WRITTEN INSTRUCTION A: Report each line of the records that contains the word "painted".
WRITTEN INSTRUCTION B: Pick up the chocolate espresso mousse recipe after its final sentence and keep writing.

***** EXCERPT TO READ *****

Thursday, May 23, 2013

Silky Chocolate Espresso Mousse

While I'm not one to really crave chocolate, I do get a taste for something chocolaty now and then. The same goes for coffee. I rarely drink it hot, but I enjoy iced coffee drinks and coffee-flavored desserts. This recipe hits all the right spots. It's silky, creamy and decadent without being too sweet. It's super easy to prepare and is best when left to chill overnight when it magically develops it's light and fluffy texture. If you have never tried silken tofu, and even if you don't like firm tofu in savory dishes, try this!

Silky Chocolate Espresso Mousse
makes 6 servings
16oz box organic silken tofu
2 Tbsp. unsweetened coco powder
1 Tbsp. instant espresso powder (plus more for garnish)
1/4 c. agave nectar
1 Tbsp. coconut oil
pinch of sea salt
mini chocolate chips
Drain tofu carefully to remove excess water, be very gentle so it doesn't break apart. Place tofu and remaining ingredients except chocolate chips into a blender container. Pulse a few times then blend at high speed for about two minutes, scraping sides of container half way through. Pour into a bowl with a tight-fitting lid and use a rubber spatula to get every drop from the blender container. Chill for at least 4 hours, preferably overnight. Serve with mini chocolate chips and a little espresso powder sprinkled on top.

***** DATA SHOWN *****

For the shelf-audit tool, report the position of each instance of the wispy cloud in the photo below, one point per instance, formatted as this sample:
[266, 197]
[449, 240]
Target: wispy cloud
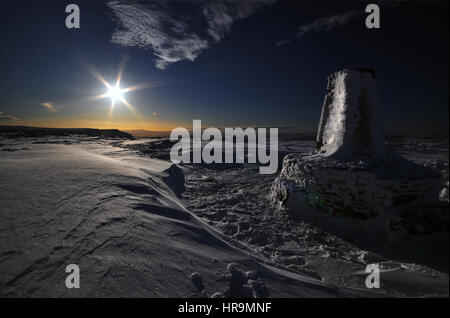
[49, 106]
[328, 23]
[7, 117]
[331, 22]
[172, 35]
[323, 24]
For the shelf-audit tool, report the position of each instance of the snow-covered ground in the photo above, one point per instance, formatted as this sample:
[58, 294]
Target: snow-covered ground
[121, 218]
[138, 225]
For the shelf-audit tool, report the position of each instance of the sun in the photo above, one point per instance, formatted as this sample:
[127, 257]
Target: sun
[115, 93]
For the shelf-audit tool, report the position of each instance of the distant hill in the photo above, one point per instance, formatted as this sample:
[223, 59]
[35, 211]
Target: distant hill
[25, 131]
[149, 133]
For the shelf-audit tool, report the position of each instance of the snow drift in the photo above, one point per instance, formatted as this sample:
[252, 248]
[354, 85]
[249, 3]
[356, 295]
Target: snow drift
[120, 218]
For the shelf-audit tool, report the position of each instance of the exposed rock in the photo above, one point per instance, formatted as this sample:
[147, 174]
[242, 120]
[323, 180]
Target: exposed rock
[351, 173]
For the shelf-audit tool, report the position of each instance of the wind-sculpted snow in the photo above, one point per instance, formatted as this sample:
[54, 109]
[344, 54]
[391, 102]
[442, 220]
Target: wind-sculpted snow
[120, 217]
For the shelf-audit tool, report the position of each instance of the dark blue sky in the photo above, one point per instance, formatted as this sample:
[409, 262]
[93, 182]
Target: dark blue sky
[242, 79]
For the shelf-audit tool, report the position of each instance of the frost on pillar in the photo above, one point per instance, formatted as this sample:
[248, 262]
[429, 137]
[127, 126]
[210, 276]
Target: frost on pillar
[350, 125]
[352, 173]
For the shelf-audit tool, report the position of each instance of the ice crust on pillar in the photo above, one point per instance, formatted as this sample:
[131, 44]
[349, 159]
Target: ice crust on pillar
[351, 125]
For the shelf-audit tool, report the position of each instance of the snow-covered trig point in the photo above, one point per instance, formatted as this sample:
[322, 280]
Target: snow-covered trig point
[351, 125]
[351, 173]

*****
***** DATA SHOWN *****

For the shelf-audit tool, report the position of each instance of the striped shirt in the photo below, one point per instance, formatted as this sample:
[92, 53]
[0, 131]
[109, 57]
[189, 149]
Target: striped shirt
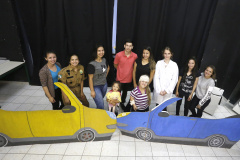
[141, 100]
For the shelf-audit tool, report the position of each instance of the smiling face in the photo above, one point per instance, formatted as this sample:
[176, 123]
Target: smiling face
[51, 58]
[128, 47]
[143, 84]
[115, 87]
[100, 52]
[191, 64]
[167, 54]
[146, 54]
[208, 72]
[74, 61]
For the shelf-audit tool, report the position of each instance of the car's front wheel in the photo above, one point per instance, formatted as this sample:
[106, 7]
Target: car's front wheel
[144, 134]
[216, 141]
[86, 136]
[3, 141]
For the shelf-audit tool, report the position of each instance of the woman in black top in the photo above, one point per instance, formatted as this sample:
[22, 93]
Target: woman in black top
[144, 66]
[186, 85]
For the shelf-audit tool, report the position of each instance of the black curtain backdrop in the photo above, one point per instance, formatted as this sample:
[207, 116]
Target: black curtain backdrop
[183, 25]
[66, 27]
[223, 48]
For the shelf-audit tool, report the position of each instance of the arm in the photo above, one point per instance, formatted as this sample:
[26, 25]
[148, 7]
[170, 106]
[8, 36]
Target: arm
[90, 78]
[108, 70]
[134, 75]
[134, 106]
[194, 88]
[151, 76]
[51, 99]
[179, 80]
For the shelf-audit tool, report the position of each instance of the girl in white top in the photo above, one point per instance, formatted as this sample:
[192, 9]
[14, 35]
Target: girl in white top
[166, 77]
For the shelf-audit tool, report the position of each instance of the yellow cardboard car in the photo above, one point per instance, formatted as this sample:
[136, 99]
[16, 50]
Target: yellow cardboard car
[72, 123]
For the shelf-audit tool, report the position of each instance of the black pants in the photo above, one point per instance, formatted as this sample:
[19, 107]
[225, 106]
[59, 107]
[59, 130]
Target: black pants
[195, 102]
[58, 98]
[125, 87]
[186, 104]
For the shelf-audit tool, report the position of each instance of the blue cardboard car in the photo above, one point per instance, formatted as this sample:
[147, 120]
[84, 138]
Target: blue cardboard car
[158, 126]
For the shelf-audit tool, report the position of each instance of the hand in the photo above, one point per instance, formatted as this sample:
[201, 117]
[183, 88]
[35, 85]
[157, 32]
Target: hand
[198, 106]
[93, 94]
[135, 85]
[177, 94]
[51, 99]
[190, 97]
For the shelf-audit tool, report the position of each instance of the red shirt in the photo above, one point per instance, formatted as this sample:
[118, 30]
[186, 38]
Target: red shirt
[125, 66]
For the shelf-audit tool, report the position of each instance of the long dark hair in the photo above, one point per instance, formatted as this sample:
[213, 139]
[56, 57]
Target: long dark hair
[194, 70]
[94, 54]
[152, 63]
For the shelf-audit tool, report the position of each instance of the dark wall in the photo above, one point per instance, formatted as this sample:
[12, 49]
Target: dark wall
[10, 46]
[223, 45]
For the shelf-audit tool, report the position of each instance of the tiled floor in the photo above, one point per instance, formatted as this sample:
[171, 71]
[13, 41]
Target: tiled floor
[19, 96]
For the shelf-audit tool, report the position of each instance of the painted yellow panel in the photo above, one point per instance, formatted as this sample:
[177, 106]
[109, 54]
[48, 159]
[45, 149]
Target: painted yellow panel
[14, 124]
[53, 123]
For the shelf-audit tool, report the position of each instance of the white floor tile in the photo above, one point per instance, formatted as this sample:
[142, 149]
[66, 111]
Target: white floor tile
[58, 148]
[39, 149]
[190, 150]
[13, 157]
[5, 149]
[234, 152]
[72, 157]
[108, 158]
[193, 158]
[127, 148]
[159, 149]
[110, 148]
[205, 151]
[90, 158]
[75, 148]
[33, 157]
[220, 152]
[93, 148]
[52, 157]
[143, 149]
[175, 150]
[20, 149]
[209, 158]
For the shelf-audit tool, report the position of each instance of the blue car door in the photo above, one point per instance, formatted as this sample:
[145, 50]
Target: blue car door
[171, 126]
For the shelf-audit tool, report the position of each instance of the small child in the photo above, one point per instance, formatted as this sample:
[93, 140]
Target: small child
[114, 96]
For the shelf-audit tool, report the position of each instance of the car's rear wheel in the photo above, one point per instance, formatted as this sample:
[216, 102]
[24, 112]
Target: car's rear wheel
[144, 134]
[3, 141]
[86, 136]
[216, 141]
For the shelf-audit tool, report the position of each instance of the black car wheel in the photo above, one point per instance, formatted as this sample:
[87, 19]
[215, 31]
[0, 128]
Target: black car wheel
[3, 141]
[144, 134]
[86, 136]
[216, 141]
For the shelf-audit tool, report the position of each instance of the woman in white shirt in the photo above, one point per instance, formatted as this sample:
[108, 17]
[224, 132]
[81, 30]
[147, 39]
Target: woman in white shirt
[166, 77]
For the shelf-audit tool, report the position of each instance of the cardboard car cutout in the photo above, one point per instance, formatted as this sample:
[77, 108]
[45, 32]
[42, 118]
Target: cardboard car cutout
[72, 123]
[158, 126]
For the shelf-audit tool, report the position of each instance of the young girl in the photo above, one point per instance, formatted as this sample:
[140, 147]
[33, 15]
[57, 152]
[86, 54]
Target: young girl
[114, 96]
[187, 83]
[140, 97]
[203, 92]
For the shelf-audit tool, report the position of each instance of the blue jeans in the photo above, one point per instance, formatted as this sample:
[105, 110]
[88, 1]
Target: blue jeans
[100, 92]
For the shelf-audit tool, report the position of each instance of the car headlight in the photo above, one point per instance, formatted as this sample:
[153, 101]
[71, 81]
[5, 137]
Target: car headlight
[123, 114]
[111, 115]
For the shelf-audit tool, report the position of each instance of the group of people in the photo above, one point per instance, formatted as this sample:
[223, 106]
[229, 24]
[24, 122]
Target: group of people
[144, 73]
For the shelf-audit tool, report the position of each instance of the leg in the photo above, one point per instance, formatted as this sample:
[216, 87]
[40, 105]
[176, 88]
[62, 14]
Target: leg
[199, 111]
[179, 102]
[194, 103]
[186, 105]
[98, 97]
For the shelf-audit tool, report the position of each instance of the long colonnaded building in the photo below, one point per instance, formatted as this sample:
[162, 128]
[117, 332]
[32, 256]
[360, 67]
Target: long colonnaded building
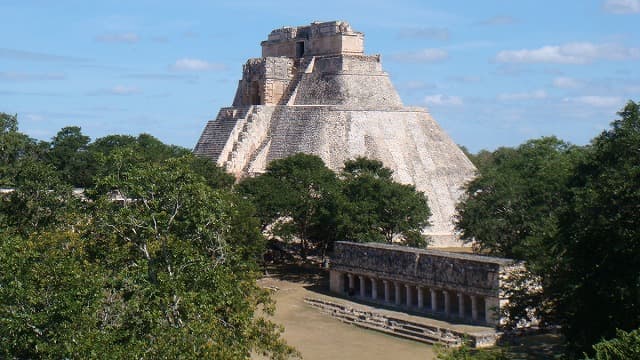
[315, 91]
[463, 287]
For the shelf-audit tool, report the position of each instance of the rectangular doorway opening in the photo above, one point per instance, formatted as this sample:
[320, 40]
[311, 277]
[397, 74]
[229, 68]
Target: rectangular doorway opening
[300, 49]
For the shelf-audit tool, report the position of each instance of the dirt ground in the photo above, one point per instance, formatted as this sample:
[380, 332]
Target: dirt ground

*****
***** DATA SHOWN *****

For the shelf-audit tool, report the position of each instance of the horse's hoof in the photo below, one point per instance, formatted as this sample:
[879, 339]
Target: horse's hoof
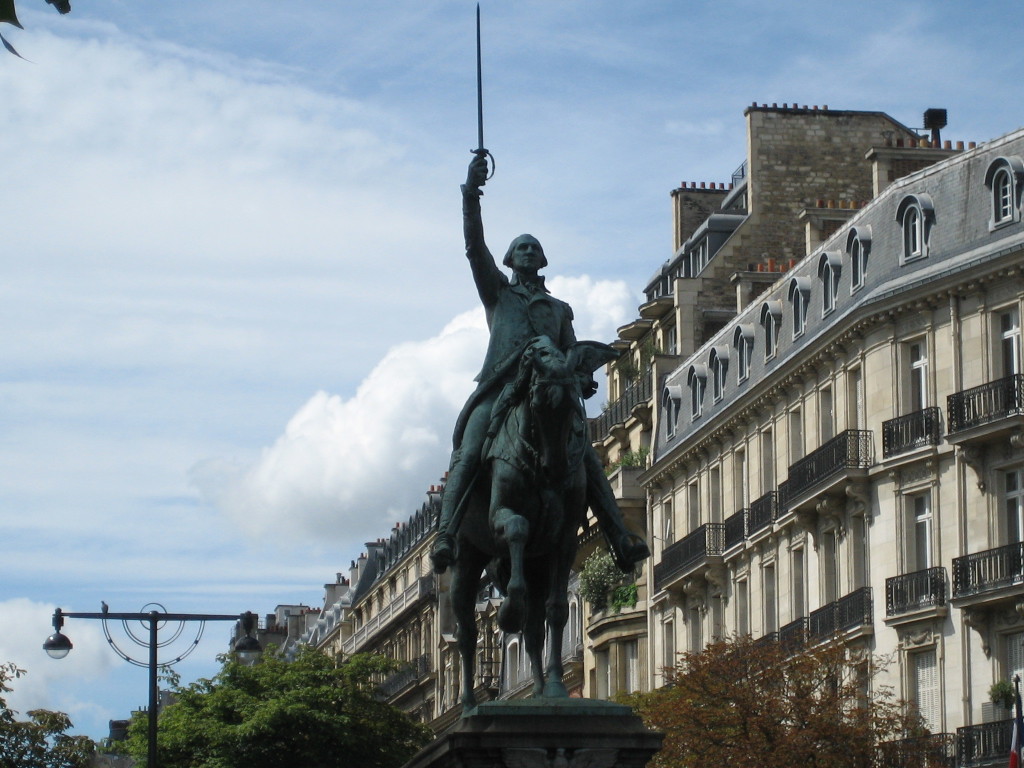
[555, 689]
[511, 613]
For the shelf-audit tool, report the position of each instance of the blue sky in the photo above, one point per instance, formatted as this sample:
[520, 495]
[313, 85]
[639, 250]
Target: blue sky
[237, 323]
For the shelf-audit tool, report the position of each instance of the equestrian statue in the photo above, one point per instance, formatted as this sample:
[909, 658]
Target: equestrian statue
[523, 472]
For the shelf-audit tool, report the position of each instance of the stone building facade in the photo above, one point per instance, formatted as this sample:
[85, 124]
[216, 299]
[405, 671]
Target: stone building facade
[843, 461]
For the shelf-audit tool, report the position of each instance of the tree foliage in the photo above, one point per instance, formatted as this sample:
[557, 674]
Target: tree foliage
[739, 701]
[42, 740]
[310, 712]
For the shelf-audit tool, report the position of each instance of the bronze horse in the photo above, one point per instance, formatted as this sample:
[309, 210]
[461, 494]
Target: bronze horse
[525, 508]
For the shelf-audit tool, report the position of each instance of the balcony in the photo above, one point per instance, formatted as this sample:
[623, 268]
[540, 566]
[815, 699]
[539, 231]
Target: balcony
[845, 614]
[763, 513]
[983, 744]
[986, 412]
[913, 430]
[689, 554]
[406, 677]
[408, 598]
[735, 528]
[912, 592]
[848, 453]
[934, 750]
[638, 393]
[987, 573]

*****

TASK RESPONSE A:
For the shelf-audit tool, report the position of each instance of the painted yellow panel in the photo above, one point per instance, formatted as this sample:
Target: painted yellow panel

TASK RESPONSE B:
1 serving has ~123 calories, 15g carbs, 6g fat, 5g calcium, 4g iron, 17g potassium

Tuesday, April 30, 2013

Recipe Redo - Spicy, Garlicky Pasta

I've been having fun playing with the recipe calculator on the website I use to log my food. I'm also learning a lot, like not all fruits are created equal. For example 2 whole cups of watermelon contains only 66 calories and 8 grams of sugar, while 1 medium red delicious apple has 80 calories and 16 grams of sugars. And also that I have to pee almost immediately after eating 2 cups of watermelon. Oops, sorry that's probably "tmi".
I've also been enjoying reading a cookbook by Susie Middleton called The Fresh & Green Table. The book is written very lovingly and she strives to relate all the information and experience she has to the reader. Susie is not a vegetarian, but believes in "moving the vegetables to the center of the plate" so most of the recipes in the book are vegetarian or easily adaptable - as in just leave out the bacon. Susie is very detail oriented and specific about preparation and methods. For instance, one ingredient for the following recipe is listed as:
 "1 pound/455g small BROCCOLI FLORETS (from about 4 crowns), cut into pieces about 1 to 1 1/4 in/ 2.5 to 3cm long and 1/2 to 3/4 in/12mm to 2cm wide" 
Chapter 10 is devoted to "Mastering the Basics" including "How to get the best results from a recipe" and "How to slice, dice, chop and process tricky ingredients". I think it's a fabulous cookbook for a beginning/intermediate home cook who wants to be a little more refined and likes to follow recipes to a "T". The book would make a wonderful wedding gift for a young couple, but there are plenty of delicious recipes more experienced cooks will enjoy as well. Susie really knows how to highlight farm fresh vegetables and make them shine so that as a vegetarian, I don't feel like I'm eating a side dish.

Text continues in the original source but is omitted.